-- Problem requirements --
Extract each line from all of the rows below and repeat it word for word.

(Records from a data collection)
[BEGIN]

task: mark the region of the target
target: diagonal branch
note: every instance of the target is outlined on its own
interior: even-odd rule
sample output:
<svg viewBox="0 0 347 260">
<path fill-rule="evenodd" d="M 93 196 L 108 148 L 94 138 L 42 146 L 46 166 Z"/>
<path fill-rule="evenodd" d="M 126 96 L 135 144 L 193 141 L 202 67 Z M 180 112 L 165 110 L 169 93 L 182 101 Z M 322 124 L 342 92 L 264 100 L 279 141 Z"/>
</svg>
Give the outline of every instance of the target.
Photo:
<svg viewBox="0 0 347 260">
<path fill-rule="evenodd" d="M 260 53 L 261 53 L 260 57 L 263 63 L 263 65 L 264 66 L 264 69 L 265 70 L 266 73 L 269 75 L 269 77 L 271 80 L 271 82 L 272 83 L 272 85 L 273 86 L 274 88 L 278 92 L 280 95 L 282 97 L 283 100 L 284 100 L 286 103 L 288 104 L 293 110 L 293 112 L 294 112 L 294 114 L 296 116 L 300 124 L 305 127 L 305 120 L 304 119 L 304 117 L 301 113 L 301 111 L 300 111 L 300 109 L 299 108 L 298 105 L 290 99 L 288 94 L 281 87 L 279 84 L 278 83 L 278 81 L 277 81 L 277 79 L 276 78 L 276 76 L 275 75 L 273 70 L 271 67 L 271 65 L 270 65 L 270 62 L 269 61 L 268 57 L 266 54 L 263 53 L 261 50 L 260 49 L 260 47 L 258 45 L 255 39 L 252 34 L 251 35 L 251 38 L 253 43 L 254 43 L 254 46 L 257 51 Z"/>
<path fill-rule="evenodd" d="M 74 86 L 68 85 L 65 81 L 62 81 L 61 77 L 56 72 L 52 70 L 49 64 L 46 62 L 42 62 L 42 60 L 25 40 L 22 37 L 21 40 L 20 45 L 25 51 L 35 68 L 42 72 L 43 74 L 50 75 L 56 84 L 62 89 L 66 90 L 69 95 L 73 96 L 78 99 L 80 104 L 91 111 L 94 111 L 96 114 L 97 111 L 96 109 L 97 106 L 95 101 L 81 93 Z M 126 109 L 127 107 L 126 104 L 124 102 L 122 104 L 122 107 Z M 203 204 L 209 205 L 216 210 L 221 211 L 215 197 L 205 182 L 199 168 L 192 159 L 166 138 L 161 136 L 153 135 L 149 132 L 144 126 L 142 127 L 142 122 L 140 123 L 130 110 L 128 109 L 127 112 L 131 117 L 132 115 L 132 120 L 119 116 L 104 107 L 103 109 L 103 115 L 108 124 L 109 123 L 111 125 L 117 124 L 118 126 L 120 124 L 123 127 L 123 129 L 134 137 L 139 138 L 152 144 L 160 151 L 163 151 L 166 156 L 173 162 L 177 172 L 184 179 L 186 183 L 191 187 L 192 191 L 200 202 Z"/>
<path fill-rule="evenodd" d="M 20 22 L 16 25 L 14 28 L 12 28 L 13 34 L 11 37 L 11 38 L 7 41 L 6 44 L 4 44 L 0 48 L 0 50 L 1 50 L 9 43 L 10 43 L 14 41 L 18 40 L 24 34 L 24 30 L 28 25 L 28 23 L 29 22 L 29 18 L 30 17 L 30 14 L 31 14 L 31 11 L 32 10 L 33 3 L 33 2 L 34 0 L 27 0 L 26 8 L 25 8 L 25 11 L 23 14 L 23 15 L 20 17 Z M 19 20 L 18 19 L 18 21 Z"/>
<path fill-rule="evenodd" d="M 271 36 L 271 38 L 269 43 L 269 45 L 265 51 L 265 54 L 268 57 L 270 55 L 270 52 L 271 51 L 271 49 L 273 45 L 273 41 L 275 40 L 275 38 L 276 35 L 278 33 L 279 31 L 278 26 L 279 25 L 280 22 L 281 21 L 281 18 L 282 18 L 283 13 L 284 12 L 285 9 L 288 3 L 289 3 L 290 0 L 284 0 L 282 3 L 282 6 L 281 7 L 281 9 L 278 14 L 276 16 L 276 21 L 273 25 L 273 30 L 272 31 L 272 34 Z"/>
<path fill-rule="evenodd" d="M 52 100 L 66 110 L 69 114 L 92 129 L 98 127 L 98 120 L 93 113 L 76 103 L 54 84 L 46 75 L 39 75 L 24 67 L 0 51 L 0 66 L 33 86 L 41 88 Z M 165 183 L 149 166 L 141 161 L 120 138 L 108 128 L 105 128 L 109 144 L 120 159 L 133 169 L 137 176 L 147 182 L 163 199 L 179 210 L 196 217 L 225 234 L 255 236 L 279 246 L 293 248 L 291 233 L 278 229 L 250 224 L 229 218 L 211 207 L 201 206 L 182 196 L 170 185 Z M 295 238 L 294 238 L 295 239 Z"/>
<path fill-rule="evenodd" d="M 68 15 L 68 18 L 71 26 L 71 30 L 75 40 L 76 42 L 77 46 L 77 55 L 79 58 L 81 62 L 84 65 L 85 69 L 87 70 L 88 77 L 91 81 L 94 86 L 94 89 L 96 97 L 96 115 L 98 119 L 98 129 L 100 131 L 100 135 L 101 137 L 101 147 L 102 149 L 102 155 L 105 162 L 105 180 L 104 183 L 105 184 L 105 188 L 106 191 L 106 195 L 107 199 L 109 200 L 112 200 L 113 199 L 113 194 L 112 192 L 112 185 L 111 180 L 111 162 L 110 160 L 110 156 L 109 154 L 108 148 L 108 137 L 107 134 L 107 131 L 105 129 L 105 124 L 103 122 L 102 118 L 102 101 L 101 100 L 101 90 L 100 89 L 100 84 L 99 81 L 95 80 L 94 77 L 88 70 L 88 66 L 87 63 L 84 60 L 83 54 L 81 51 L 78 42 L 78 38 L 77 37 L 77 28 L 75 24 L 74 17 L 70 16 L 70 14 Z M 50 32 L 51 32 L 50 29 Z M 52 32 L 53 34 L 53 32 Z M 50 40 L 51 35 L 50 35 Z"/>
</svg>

[END]

-- Answer below --
task: mark the region of the target
target: diagonal branch
note: every instance of the target is outlined on its own
interior: even-odd rule
sample output:
<svg viewBox="0 0 347 260">
<path fill-rule="evenodd" d="M 93 196 L 108 148 L 94 138 L 42 146 L 46 166 Z"/>
<path fill-rule="evenodd" d="M 126 96 L 135 144 L 193 141 L 202 67 Z M 180 112 L 165 110 L 169 93 L 182 101 Z M 322 124 L 342 92 L 264 100 L 279 141 Z"/>
</svg>
Give the outline of every instance of the target.
Photo:
<svg viewBox="0 0 347 260">
<path fill-rule="evenodd" d="M 260 53 L 261 53 L 260 57 L 263 63 L 263 65 L 264 66 L 264 69 L 265 70 L 266 73 L 269 75 L 269 77 L 271 80 L 271 82 L 272 83 L 272 85 L 273 86 L 274 88 L 278 92 L 280 95 L 282 97 L 283 100 L 284 100 L 286 103 L 288 104 L 293 110 L 293 112 L 294 112 L 294 114 L 296 116 L 300 124 L 305 127 L 305 120 L 304 119 L 304 117 L 301 113 L 301 111 L 300 111 L 300 109 L 299 108 L 298 105 L 290 99 L 288 94 L 281 87 L 279 84 L 278 83 L 278 81 L 277 81 L 277 79 L 276 78 L 276 76 L 275 75 L 273 70 L 271 67 L 271 65 L 270 65 L 270 62 L 269 61 L 268 57 L 266 54 L 263 53 L 261 50 L 260 49 L 260 47 L 258 45 L 255 39 L 252 34 L 251 35 L 251 38 L 253 43 L 254 43 L 254 46 L 257 51 Z"/>
<path fill-rule="evenodd" d="M 74 86 L 68 85 L 65 81 L 62 81 L 61 77 L 56 72 L 52 70 L 49 64 L 46 62 L 42 62 L 42 60 L 25 40 L 22 37 L 21 40 L 20 45 L 25 51 L 35 68 L 42 72 L 43 74 L 50 75 L 56 84 L 62 89 L 66 90 L 69 95 L 73 96 L 78 99 L 80 104 L 91 111 L 94 111 L 96 114 L 97 111 L 96 109 L 97 106 L 95 101 L 81 93 Z M 126 109 L 127 107 L 126 104 L 124 102 L 122 104 L 122 107 Z M 203 204 L 209 205 L 216 210 L 221 211 L 215 197 L 205 182 L 199 168 L 192 159 L 166 138 L 161 136 L 153 135 L 149 132 L 144 126 L 142 127 L 142 122 L 140 123 L 130 110 L 128 109 L 127 112 L 131 117 L 132 115 L 132 120 L 119 116 L 104 107 L 103 109 L 103 115 L 108 124 L 109 123 L 111 125 L 117 124 L 118 126 L 120 124 L 123 127 L 123 129 L 134 137 L 139 138 L 152 144 L 160 151 L 163 151 L 166 156 L 173 162 L 177 172 L 184 179 L 186 183 L 191 187 L 192 191 L 200 202 Z"/>
<path fill-rule="evenodd" d="M 20 22 L 16 25 L 14 28 L 12 28 L 13 34 L 11 37 L 11 38 L 7 41 L 6 44 L 4 44 L 0 48 L 0 50 L 1 50 L 9 43 L 10 43 L 14 41 L 18 40 L 24 34 L 24 30 L 28 25 L 28 23 L 29 22 L 29 18 L 30 17 L 30 14 L 31 14 L 31 11 L 32 10 L 33 3 L 33 2 L 34 0 L 27 0 L 26 8 L 25 8 L 25 11 L 23 14 L 23 15 L 20 17 Z M 19 20 L 18 19 L 18 21 Z"/>
<path fill-rule="evenodd" d="M 271 36 L 271 38 L 269 43 L 269 45 L 265 51 L 265 54 L 268 57 L 270 55 L 270 52 L 271 51 L 271 49 L 273 45 L 273 41 L 275 40 L 275 38 L 276 35 L 278 33 L 279 31 L 278 26 L 279 25 L 280 22 L 281 21 L 281 18 L 282 18 L 283 13 L 284 12 L 285 9 L 288 3 L 289 3 L 290 0 L 284 0 L 282 3 L 282 6 L 281 7 L 281 9 L 278 14 L 276 16 L 276 21 L 273 25 L 273 30 L 272 31 L 272 34 Z"/>
<path fill-rule="evenodd" d="M 52 100 L 66 110 L 69 114 L 92 129 L 98 127 L 98 120 L 93 113 L 76 103 L 54 84 L 46 75 L 39 75 L 24 67 L 0 51 L 0 66 L 33 86 L 41 88 Z M 165 183 L 149 166 L 141 161 L 120 138 L 108 128 L 105 128 L 109 144 L 120 159 L 133 169 L 137 176 L 147 182 L 163 199 L 179 210 L 196 217 L 225 234 L 255 236 L 279 246 L 293 248 L 291 233 L 278 229 L 250 224 L 229 218 L 211 207 L 201 206 L 182 196 L 170 185 Z M 295 238 L 294 238 L 295 239 Z"/>
<path fill-rule="evenodd" d="M 68 15 L 68 18 L 71 26 L 71 30 L 75 40 L 76 42 L 77 46 L 77 55 L 79 58 L 81 62 L 84 65 L 85 69 L 87 70 L 88 77 L 91 81 L 94 86 L 94 89 L 96 97 L 96 115 L 98 119 L 98 129 L 100 131 L 100 135 L 101 137 L 101 147 L 102 149 L 102 155 L 105 162 L 105 180 L 104 183 L 105 184 L 105 188 L 106 191 L 106 195 L 107 199 L 109 200 L 112 200 L 113 199 L 113 194 L 112 192 L 112 185 L 111 180 L 111 162 L 110 160 L 110 156 L 109 154 L 108 148 L 108 137 L 107 134 L 107 131 L 105 129 L 105 124 L 103 122 L 102 118 L 102 101 L 101 100 L 101 90 L 100 89 L 100 84 L 99 81 L 95 80 L 94 77 L 88 70 L 88 66 L 87 63 L 84 60 L 83 54 L 81 51 L 78 42 L 78 38 L 77 37 L 77 28 L 75 24 L 74 17 L 70 16 L 70 14 Z M 50 32 L 51 32 L 50 29 Z M 52 32 L 53 34 L 53 32 Z M 50 40 L 51 35 L 50 35 Z"/>
</svg>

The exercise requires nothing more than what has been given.